*** Текст для анализа ***

По сути дела, автору предисловия просто нечего сказать о художественных особенностях Жозе Сарнея, настолько они незначительны, или, как выразился Дашкевич, "безыскусные". Обращения за поддержкой к бразильским литературоведам кажется попыткой хоть как-то объяснить интерес издателей к творчеству этот писателя. Как и следовало ожидать, окончание президентского срока Сарнея в 1989 году положило конец интересу к его литературному творчеству с российской стороны. Глава 7 Начало третьего этапа русско-бразильских литературных связей.
Третий этап русско-бразильских литературных связей, начавшийся в 1994-95 годах, характеризуется, прежде всего, резким уменьшением интереса к бразильской литературе и, следовательно, сокращением количества публикаций, уменьшением тиражей и снижением качества перевода. Впрочем, эта ситуация полностью отражает положение в российском книгоиздании, связанном с переходом отрасли в частные руки. Вместе с отменой политической цензуры исчезли все органы, контролирующие художественное качество книжной продукции. По словам известного прозаика Александра Кабакова, "едва ли половина издателей способна оценить литературный уровень выпускаемых текстов" .

*** Данные для просмотра ***

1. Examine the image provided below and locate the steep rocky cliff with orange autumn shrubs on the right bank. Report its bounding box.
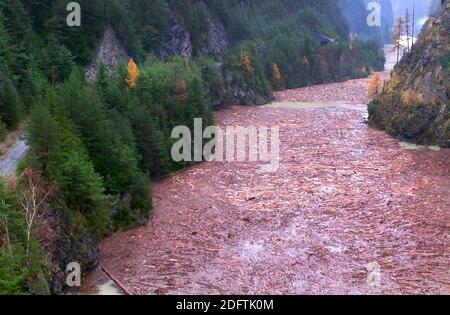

***
*** Данные для просмотра ***

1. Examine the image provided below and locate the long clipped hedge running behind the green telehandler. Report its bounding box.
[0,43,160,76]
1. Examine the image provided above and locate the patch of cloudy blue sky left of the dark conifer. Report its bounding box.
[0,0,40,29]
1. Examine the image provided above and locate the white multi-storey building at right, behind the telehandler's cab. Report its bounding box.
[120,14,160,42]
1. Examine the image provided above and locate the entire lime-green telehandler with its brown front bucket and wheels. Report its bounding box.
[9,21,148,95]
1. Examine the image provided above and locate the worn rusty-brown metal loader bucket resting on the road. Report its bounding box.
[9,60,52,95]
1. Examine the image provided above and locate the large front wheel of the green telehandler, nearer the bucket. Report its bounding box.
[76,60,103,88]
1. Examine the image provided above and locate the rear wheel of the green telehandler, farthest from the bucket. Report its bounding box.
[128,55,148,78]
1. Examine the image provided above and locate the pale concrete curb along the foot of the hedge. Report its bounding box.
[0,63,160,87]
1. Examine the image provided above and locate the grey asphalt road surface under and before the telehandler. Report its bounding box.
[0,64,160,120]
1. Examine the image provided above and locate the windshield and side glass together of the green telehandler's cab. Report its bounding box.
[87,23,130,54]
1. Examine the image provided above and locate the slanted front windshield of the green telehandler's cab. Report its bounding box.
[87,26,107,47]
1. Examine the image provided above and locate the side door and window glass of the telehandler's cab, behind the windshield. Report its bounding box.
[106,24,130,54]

***

### Список заданий
a – В каких годах, согласно тексту о русско-бразильских литературных связях, начался их третий этап?
b – Приведите отрывок из текста о русско-бразильских литературных связях от "По сути дела, автору" до "русско-бразильских литературных связей.", заменив "литературоведам" на "критикам".

### Ответы по заданиям
a – В 1994-95 годах.

b –
По сути дела, автору предисловия просто нечего сказать о художественных особенностях Жозе Сарнея, настолько они незначительны, или, как выразился Дашкевич, "безыскусные". Обращения за поддержкой к бразильским критикам кажется попыткой хоть как-то объяснить интерес издателей к творчеству этот писателя. Как и следовало ожидать, окончание президентского срока Сарнея в 1989 году положило конец интересу к его литературному творчеству с российской стороны. Глава 7 Начало третьего этапа русско-бразильских литературных связей.